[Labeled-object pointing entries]
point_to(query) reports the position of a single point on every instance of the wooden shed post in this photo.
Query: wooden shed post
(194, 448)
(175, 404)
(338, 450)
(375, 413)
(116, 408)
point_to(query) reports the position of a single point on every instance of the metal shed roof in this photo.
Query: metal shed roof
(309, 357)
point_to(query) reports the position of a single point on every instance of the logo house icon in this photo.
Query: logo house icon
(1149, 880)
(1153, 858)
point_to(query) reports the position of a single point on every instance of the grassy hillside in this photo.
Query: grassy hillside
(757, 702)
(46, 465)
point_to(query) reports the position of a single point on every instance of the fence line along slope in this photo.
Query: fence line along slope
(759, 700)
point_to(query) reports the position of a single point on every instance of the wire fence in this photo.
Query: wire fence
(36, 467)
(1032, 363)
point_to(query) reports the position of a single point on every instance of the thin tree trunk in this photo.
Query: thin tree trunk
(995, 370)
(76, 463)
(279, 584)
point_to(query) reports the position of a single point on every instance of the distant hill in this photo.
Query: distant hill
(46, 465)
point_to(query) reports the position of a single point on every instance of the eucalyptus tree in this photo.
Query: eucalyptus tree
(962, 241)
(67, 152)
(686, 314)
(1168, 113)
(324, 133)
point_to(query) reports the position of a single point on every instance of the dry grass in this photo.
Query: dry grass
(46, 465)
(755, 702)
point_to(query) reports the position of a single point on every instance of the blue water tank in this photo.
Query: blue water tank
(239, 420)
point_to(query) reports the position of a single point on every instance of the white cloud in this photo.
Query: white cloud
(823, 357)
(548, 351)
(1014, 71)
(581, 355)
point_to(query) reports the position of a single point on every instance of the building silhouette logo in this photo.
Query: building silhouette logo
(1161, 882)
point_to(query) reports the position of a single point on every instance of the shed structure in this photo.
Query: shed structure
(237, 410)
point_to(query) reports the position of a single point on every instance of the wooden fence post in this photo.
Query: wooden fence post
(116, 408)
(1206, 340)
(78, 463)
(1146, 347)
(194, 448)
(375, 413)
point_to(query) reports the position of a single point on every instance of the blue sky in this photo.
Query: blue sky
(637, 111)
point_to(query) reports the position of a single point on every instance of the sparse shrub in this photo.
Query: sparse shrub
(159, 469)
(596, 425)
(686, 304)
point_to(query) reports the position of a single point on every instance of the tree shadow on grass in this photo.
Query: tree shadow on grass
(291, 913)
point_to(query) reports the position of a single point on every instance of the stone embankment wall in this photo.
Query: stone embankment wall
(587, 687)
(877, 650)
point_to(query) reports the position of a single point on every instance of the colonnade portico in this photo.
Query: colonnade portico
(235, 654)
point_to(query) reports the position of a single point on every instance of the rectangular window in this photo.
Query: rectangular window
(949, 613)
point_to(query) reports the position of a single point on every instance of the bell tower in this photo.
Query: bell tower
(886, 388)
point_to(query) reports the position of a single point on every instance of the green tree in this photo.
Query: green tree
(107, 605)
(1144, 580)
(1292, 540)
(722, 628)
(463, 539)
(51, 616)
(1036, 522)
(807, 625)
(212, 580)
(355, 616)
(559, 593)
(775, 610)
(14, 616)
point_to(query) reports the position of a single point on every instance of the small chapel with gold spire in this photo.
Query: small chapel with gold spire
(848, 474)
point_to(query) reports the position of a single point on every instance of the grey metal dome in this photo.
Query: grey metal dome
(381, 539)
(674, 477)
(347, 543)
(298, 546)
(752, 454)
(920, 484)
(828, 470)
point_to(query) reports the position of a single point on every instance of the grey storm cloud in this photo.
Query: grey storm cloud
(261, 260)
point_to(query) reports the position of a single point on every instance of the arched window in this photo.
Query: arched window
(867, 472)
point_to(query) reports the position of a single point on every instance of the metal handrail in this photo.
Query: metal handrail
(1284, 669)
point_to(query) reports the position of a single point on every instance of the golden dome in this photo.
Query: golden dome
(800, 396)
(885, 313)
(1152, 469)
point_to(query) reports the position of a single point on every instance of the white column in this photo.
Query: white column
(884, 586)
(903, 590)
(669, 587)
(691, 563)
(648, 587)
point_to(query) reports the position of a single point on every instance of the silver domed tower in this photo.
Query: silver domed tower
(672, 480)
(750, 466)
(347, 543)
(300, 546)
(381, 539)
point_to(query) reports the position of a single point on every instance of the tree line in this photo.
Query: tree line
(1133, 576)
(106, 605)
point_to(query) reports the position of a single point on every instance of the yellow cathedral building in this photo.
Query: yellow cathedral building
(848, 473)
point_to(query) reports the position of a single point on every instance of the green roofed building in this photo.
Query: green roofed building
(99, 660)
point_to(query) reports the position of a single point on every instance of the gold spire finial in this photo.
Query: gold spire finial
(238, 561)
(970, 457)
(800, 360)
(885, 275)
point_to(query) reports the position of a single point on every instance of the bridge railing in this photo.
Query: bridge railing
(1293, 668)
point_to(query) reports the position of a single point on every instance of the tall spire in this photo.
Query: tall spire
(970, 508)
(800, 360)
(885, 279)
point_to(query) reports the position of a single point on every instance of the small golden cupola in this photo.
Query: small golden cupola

__Description of the task__
Rewrite the material above with every "reports the position of" changed to "gives the location of", and leave all other text as it stands.

__Answer below__
point_to(query) gives the location of a single point on every instance of the wooden shed post in this photo.
Query: wooden shed post
(194, 448)
(175, 404)
(338, 450)
(375, 413)
(116, 408)
point_to(query) gives the location of a single point on every instance of the metal shed roof in this photo.
Query: metal shed roof
(309, 357)
point_to(query) gives the location of a single point on every instance of the logo house icon in this photo.
Query: logo house icon
(1149, 880)
(1153, 858)
point_to(query) gives the location of a single point on every instance of the grassy hillside in this photo.
Query: grassy hillside
(757, 702)
(46, 465)
point_to(query) gives the location of a single point on every instance of the fence line along slope in this photo.
Query: fence line along slope
(759, 700)
point_to(query) gives the location of a single point on every instance of the wire fence in this photo.
Query: wire fence
(36, 467)
(1032, 363)
point_to(query) gives the location of a single point on every instance of the thin tree trunk in this photo.
Query: thin tree trunk
(995, 370)
(76, 463)
(279, 584)
point_to(query) gives the location of a single point on every instance of the distant hill in this photo.
Query: distant hill
(46, 465)
point_to(query) gives the location of a single point on every instance of the eucalyptus tree in this photo.
Query: eucalyptus tree
(962, 241)
(67, 152)
(686, 314)
(1168, 113)
(324, 133)
point_to(query) gives the location of a single point on every instance of the dry grass in this photo.
Query: dry grass
(46, 465)
(755, 702)
point_to(query) gives the location of a single point on every instance of the blue water tank in this photo.
Query: blue water tank
(239, 420)
point_to(query) gives the location of a single point on every instance of the white cloud in this photo.
Query: white cloud
(823, 357)
(548, 351)
(1014, 71)
(581, 355)
point_to(query) gives the location of a single point on every instance of the building silhouette logo in this photo.
Query: building silhouette logo
(1161, 882)
point_to(query) gives the location of a single point on every instance of the shed structure in this photo.
Query: shed structure
(237, 410)
point_to(query) gives the location of a single point on every instance of the wooden fence post in this photo.
Query: wooden fence post
(116, 408)
(1206, 340)
(78, 463)
(1146, 347)
(194, 448)
(375, 413)
point_to(query) gives the location of a single point on every instance of the blue sky in this photo.
Query: blue sky
(637, 111)
point_to(query) gives the location of a single point on every instance of the sparse shrub in this photo.
Query: sparse shrub
(159, 469)
(596, 425)
(686, 304)
point_to(query) gives the location of a single point on every instance of the tree shadow on grass in this photo.
Query: tree shadow on grass
(291, 913)
point_to(query) gives the location of a single point on every instance of the stone embankment wall in this photo.
Query: stone embankment wall
(587, 687)
(877, 650)
point_to(query) gives the location of a single point on every instance of the colonnade portico in this photo.
Query: colonnade portico
(235, 654)
point_to(query) gives the location of a single point on every instance of the rectangular window in this photo.
Query: rectangular window
(949, 613)
point_to(query) gives the location of a single point on every instance of the bell tower in this photo.
Query: bell tower
(886, 388)
point_to(query) gives the location of a single point on every instance of the green tree in this photo.
Query: green tree
(107, 605)
(1144, 580)
(1292, 540)
(722, 628)
(463, 539)
(51, 616)
(1036, 522)
(807, 625)
(212, 580)
(355, 616)
(559, 593)
(775, 610)
(14, 616)
point_to(query) gives the location of a single point on every instance of the small chapel with gold spire in this photo.
Query: small chapel with gold spire
(848, 474)
point_to(query) gives the location of a single point on every instance of the grey metal dome in this photo.
Query: grey metal dome
(381, 539)
(674, 477)
(347, 543)
(298, 546)
(752, 454)
(920, 484)
(828, 470)
point_to(query) gives the location of a single point on every instance of the grey storm cloud in this photo.
Query: grey storm cloud
(261, 260)
point_to(query) gives the location of a single point on every instance of the arched window in this photo.
Query: arched window
(867, 472)
point_to(query) gives the location of a single point on every instance of the metal handrail in this photo.
Query: metal handrail
(1284, 669)
point_to(query) gives the location of a single point on every instance of the golden dome in this photo.
Query: golden dome
(800, 396)
(885, 313)
(1152, 469)
point_to(query) gives the location of a single point on every instance of the white column in this photo.
Query: white column
(884, 586)
(903, 590)
(669, 587)
(691, 563)
(648, 587)
point_to(query) gives the location of a single point on every instance of the silver domed tower in this photo.
Query: silver domed tower
(672, 480)
(750, 466)
(347, 543)
(300, 546)
(381, 539)
point_to(query) gives the location of a single point on every instance of the tree line in this photo.
Query: tree line
(1133, 576)
(106, 605)
point_to(query) gives the location of a single point on every instance of the yellow cathedral building in this photo.
Query: yellow cathedral building
(848, 473)
point_to(query) gives the location of a single point on every instance of the green roofed building in this photo.
Query: green roofed building
(99, 660)
point_to(query) gives the location of a single point on every instance of the gold spire finial in this photo.
Query: gold spire finial
(238, 561)
(970, 457)
(800, 360)
(885, 275)
point_to(query) gives the location of a single point on every instance of the bridge railing in this photo.
Query: bridge railing
(1293, 668)
point_to(query) gives the location of a single point on every instance of the tall spire in this photo.
Query: tall spire
(970, 508)
(800, 360)
(885, 279)
point_to(query) gives the location of a single point on every instance of the small golden cupola in this photo.
Query: small golden cupola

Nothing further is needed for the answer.